What you should do:
Emit a verbatim copy of the lines running from the line with "Target = woman's long dark hair" through the end of the material below.

Input:
▶

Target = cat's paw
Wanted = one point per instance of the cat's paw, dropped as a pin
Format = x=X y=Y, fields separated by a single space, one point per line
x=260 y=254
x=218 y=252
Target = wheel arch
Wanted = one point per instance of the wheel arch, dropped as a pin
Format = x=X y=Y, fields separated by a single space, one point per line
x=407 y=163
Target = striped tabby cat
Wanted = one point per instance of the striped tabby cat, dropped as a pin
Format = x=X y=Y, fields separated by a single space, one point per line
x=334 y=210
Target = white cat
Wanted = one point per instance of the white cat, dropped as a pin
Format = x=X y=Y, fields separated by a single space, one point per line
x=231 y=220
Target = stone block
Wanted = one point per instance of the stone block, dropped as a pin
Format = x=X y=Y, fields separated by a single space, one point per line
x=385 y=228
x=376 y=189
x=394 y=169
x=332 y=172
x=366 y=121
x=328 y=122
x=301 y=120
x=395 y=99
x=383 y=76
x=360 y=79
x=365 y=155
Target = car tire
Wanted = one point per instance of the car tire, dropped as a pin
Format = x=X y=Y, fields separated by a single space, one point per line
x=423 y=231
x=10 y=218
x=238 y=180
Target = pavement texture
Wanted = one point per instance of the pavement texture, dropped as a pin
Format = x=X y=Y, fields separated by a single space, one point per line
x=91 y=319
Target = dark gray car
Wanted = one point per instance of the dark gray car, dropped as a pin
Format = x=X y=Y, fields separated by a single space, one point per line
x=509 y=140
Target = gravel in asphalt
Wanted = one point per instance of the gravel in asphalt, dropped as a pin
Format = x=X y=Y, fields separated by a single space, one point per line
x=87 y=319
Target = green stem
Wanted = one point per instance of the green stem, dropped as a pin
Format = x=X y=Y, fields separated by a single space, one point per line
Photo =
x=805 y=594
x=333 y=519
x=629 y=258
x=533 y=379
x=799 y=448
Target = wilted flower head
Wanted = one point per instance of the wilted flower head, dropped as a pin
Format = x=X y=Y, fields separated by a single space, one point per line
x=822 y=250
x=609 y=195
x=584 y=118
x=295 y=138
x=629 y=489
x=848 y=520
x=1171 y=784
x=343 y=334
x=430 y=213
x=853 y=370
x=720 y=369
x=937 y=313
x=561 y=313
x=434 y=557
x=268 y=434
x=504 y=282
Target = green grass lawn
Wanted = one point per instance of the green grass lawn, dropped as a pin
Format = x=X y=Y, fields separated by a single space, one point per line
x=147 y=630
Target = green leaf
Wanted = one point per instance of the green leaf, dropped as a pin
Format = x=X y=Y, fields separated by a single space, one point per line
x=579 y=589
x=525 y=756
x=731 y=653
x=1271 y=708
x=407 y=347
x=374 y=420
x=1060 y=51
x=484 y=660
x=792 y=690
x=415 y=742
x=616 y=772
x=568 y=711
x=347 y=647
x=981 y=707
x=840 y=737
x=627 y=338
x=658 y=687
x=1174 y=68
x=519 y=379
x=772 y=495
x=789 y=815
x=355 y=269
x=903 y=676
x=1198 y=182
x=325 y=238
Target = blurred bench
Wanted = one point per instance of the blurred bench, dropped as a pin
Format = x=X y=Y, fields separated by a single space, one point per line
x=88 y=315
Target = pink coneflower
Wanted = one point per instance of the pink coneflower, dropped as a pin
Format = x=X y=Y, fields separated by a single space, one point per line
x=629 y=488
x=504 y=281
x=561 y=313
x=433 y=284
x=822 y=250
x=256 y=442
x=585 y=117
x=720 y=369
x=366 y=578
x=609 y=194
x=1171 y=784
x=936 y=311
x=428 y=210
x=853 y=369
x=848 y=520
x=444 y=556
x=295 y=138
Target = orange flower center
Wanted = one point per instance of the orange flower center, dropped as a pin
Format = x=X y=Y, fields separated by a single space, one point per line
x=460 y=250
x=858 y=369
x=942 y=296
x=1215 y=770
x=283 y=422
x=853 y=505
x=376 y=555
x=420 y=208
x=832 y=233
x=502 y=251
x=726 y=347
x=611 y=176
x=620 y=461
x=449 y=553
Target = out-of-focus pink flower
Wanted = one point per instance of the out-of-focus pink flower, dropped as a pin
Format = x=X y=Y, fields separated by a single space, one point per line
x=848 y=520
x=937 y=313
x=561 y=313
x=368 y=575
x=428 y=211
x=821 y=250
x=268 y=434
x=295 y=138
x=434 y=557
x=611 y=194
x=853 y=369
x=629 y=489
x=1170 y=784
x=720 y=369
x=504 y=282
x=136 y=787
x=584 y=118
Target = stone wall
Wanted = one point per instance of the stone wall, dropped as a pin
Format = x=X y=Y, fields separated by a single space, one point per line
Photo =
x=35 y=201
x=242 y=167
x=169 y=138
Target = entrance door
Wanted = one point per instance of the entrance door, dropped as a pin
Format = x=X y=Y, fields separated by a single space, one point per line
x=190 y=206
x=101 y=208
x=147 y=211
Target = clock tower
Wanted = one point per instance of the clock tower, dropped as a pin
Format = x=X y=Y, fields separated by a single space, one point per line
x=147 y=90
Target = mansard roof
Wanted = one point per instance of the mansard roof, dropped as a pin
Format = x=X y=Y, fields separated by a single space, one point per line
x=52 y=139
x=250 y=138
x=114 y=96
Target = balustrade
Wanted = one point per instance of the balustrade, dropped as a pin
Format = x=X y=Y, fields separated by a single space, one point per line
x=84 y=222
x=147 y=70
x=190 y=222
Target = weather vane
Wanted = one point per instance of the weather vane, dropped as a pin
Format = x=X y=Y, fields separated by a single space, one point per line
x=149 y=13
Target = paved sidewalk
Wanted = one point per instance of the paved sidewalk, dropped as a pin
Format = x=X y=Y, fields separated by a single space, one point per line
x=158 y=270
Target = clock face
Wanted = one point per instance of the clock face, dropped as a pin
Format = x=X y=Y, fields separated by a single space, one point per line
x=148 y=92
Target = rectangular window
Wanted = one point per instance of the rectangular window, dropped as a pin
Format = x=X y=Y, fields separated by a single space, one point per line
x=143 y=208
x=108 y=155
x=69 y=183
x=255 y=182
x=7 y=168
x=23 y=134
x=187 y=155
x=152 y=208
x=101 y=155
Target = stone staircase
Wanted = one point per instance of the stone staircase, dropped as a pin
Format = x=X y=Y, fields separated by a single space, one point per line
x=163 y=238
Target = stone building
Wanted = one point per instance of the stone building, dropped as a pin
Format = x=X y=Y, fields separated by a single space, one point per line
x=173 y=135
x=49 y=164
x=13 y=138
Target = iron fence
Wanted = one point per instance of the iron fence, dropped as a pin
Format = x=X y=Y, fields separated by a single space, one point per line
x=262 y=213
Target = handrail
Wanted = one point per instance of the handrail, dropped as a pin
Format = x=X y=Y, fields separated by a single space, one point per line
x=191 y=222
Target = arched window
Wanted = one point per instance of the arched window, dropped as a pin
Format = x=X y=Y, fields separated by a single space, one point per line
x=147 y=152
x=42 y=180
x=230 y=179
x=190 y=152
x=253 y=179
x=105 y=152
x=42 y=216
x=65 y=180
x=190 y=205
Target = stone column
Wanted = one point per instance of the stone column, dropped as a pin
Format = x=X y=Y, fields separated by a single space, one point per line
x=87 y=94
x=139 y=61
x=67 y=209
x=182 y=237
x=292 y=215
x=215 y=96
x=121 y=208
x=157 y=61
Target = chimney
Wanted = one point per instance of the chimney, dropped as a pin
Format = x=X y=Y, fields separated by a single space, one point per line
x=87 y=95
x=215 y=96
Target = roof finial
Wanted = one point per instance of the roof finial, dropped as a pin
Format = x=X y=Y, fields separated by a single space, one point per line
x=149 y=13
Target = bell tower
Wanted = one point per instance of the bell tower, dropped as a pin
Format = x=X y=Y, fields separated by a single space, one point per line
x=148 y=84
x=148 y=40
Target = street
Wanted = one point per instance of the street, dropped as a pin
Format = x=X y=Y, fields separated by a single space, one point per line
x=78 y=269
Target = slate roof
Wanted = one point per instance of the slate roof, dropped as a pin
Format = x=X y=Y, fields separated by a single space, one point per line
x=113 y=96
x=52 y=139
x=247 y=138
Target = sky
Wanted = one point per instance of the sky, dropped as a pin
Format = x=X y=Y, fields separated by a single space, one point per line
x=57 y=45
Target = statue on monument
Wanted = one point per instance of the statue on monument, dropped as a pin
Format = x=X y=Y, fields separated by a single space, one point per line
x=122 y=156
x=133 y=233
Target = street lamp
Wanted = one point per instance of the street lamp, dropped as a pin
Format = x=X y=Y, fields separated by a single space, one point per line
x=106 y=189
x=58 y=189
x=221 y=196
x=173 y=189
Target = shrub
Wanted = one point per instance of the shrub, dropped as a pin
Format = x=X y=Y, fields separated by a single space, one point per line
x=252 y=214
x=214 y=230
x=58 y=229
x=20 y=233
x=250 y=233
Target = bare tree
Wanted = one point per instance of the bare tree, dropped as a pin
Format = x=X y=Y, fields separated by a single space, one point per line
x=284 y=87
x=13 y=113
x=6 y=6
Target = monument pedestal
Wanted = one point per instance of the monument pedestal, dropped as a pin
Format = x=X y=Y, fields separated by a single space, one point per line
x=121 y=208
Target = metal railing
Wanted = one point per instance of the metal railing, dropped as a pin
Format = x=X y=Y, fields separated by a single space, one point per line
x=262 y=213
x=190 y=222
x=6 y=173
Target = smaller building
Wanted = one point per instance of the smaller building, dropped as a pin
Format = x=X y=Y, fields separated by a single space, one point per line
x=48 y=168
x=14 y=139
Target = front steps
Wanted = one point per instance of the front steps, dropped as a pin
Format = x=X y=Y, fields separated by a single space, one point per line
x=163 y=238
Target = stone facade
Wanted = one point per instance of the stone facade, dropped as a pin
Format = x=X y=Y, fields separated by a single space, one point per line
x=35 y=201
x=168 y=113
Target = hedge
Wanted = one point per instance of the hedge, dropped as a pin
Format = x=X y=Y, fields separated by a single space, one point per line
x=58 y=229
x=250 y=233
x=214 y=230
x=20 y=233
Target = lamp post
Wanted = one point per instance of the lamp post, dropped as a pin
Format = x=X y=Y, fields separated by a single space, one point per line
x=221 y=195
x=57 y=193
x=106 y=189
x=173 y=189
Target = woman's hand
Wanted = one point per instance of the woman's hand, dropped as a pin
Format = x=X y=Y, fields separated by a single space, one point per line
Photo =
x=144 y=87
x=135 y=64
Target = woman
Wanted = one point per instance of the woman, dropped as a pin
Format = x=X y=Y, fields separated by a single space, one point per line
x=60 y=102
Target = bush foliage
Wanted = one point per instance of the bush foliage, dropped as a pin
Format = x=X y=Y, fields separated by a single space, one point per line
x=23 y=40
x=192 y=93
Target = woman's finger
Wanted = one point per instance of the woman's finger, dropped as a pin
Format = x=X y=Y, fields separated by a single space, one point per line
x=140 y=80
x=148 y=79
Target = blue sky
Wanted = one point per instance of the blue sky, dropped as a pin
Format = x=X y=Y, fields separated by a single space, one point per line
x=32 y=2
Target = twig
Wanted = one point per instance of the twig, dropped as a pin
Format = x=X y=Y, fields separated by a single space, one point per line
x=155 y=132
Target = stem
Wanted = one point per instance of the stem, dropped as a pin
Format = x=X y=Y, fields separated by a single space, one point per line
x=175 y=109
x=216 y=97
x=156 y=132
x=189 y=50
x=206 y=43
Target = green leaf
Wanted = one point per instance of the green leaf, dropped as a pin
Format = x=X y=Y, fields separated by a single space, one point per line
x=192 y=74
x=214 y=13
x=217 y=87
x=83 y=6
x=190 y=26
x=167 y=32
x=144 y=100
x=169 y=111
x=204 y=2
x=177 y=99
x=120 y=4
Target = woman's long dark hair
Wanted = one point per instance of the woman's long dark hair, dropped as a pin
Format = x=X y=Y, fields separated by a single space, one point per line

◀

Written reply:
Target = woman's long dark hair
Wanted = one point per instance of the woman's long dark hair, dropped as a pin
Format = x=X y=Y, fields separated by a single space, one point per line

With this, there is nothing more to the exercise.